#### Fragment tekstu

⟨

MG HS Hybrid+ © Autokult | Marcin Łobodziński

Pierwsza jazda: MG HS Hybrid+ to nowe rozdanie. Teraz dopiero się zacznie

Marcin Łobodziński

Dużo piszemy o chińskich samochodach i ich ekspansji na polski rynek. Czołowym graczem w tej stawce jest MG, które może nie robi tyle hałasu co inni, ale konsekwentnie przyciąga klientów. Nowy model MG HS Hybrid+ włącza drugi bieg. Dosłownie i w przenośni.

MG sprzedało w 2024 r. 2462 hybrydy i 8840 samochodów w ogóle. Od początku 2025 r. zanotowało w tym obszarze wzrost o 75 proc. W trzy dni od premiery nowej propozycji, jaką jest MG HS Hybrid+, zebrano na niego 1000 zamówień - informują przedstawiciele marki. To może być nowy hit rynkowy i to całkiem serio. Może jeszcze nie flot, ale klienci indywidualni aż przebierają nogami, by go kupić. MG wrzuca drugi bieg w sprzedaży, która i tak idzie im znakomicie.

Już mają drugie miejsce w segmentach B i B-SUV w kategorii aut hybrydowych. Czwarte w segmencie C-SUV w ogóle. Sprzedaż całkowita wzrosła dwukrotnie rok do roku, a przecież 2025 r. jeszcze się nie skończył. Choć patrząc na zainteresowanie HS-em Hybrid+, można powiedzieć, że jeszcze się nie zaczął.

Nowa Mazda CX-5. Większa, pojemniejsza i... słabsza?

Marka MG zajmuje siódme miejsce w samochodach dla klienta indywidualnego i 14. w ogóle. A przecież jej portfolio w porównaniu z takimi graczami jak Toyota, Volkswagen, Hyundai czy Kia wciąż jest skromne.

Cenowy strzał w dziesiątkę

MG HS kosztuje katalogowo od 105 900 zł, a ze skrzynią automatyczną od 116 900 zł. Jeśli chcesz oszczędniejszą wersję, to za 154 500 zł masz hybrydę plug-in. Spora różnica, więc na białym koniu wjeżdża teraz optymalny Hybrid+ z ceną od 137 900 zł. Oszczędniejszy, ale i dynamiczniejszy, bo producent deklaruje 224 KM mocy wobec 170 KM odmiany czysto spalinowej.

MG HS Hybrid+
MG HS Hybrid+ © Autokult | Marcin Łobodziński

Ale to nie wszystko, bo MG idzie z hasłem "odkryliśmy hybrydę na nowo" dla swojego najmłodszego dziecka. I nie jest to hasło na wyrost, bo rzeczywiście hybryda MG jest inna niż wszystkie. A przede wszystkim inna niż Toyoty, co rynkowo ma ogromne znaczenie.

⟩

#### Fragmenty zbioru danych ze wskazaniami
⟨

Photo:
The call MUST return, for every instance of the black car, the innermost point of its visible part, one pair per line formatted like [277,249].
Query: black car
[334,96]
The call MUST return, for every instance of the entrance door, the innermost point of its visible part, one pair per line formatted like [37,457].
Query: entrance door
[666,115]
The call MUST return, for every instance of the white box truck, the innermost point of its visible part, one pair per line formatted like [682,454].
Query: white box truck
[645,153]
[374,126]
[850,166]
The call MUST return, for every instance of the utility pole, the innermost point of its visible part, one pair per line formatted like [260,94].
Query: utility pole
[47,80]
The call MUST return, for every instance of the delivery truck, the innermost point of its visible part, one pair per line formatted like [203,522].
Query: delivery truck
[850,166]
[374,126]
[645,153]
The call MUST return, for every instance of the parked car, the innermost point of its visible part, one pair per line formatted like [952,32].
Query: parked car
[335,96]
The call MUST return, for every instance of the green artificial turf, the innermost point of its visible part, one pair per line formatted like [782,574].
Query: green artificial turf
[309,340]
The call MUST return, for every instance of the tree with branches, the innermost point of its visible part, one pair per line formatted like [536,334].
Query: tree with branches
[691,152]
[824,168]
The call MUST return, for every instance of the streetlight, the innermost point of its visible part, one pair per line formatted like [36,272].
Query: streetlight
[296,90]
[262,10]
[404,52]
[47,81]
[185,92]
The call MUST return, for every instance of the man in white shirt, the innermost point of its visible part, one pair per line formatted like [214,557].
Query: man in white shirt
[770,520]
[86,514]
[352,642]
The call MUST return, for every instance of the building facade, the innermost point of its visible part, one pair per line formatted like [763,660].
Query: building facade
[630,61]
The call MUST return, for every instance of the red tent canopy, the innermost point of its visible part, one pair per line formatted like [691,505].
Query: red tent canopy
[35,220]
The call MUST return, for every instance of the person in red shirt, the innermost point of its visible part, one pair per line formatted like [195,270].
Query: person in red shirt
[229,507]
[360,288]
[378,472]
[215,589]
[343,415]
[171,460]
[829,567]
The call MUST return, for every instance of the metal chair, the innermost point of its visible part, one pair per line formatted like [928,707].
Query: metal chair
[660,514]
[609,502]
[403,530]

⟩

#### Zadania ćwiczeniowe
• a. Przetłumacz na angielski zdanie z tekstu o MG HS Hybrid+: "Marka MG zajmuje siódme miejsce w samochodach dla klienta indywidualnego i 14. w ogóle."
• b. Ile zamówień na MG HS Hybrid+ zebrano w ciągu trzech dni od premiery według tekstu o MG HS Hybrid+?
• c. Zredaguj fragment tekstu o MG HS Hybrid+, który zaczyna się od słów "Cenowy strzał w dziesiątkę" i kończy na "ma ogromne znaczenie.", zastępując "Spora" słowem "Duża".
Wiersze nie mają w tym żadnego udziału.

#### Rozwiązania zadań
• a. The MG brand ranks seventh in cars for individual customers and 14th overall.

• b. 1000 zamówień.

• c.
Cenowy strzał w dziesiątkę

MG HS kosztuje katalogowo od 105 900 zł, a ze skrzynią automatyczną od 116 900 zł. Jeśli chcesz oszczędniejszą wersję, to za 154 500 zł masz hybrydę plug-in. Duża różnica, więc na białym koniu wjeżdża teraz optymalny Hybrid+ z ceną od 137 900 zł. Oszczędniejszy, ale i dynamiczniejszy, bo producent deklaruje 224 KM mocy wobec 170 KM odmiany czysto spalinowej.

MG HS Hybrid+
MG HS Hybrid+ © Autokult | Marcin Łobodziński

Ale to nie wszystko, bo MG idzie z hasłem "odkryliśmy hybrydę na nowo" dla swojego najmłodszego dziecka. I nie jest to hasło na wyrost, bo rzeczywiście hybryda MG jest inna niż wszystkie. A przede wszystkim inna niż Toyoty, co rynkowo ma ogromne znaczenie.